◆ CHALLENGE:
List each line below that contains the string "cliff". Case counts.

#### DATA PROVIDED

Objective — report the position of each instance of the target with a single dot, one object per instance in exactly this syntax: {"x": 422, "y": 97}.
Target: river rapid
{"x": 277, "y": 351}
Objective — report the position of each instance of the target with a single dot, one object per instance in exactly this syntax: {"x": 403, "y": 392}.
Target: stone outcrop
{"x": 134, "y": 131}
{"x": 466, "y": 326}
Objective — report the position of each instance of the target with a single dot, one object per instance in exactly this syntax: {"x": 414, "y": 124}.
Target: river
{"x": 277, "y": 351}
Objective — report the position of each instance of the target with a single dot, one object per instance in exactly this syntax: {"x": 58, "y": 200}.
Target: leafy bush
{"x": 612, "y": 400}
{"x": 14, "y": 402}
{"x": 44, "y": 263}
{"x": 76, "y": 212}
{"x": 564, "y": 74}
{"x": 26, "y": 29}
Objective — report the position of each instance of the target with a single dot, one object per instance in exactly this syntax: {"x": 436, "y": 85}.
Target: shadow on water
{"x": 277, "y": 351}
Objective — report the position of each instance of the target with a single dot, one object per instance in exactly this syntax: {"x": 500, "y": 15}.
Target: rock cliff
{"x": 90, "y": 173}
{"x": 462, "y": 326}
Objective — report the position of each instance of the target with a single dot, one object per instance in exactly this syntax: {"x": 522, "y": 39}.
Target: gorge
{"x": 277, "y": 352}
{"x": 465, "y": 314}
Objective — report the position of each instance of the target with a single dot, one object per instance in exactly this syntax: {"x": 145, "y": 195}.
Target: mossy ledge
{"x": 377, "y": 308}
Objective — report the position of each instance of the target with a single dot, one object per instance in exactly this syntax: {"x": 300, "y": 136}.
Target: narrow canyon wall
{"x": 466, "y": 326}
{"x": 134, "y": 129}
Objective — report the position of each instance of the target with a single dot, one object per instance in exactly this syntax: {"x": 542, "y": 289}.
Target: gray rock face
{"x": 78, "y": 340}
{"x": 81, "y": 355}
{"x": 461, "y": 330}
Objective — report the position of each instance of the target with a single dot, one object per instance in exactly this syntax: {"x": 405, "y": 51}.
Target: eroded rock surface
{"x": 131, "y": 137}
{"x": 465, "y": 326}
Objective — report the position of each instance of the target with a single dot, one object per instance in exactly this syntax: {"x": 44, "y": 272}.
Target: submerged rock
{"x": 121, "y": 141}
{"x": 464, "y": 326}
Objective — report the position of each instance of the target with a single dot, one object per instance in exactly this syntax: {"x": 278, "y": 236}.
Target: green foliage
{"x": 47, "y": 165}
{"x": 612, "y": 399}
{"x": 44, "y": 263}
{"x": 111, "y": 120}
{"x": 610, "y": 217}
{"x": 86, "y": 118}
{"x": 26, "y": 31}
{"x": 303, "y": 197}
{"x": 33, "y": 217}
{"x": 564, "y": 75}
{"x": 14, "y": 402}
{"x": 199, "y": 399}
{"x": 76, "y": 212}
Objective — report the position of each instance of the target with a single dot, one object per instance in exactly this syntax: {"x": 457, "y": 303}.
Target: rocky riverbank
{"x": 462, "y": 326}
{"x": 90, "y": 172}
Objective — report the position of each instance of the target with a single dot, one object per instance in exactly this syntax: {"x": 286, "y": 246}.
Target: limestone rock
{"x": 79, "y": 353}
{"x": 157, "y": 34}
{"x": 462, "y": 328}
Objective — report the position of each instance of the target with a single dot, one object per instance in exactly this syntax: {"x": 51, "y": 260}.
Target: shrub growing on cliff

########

◆ ANSWER TO THE PROBLEM:
Target: rock cliff
Target: shrub growing on cliff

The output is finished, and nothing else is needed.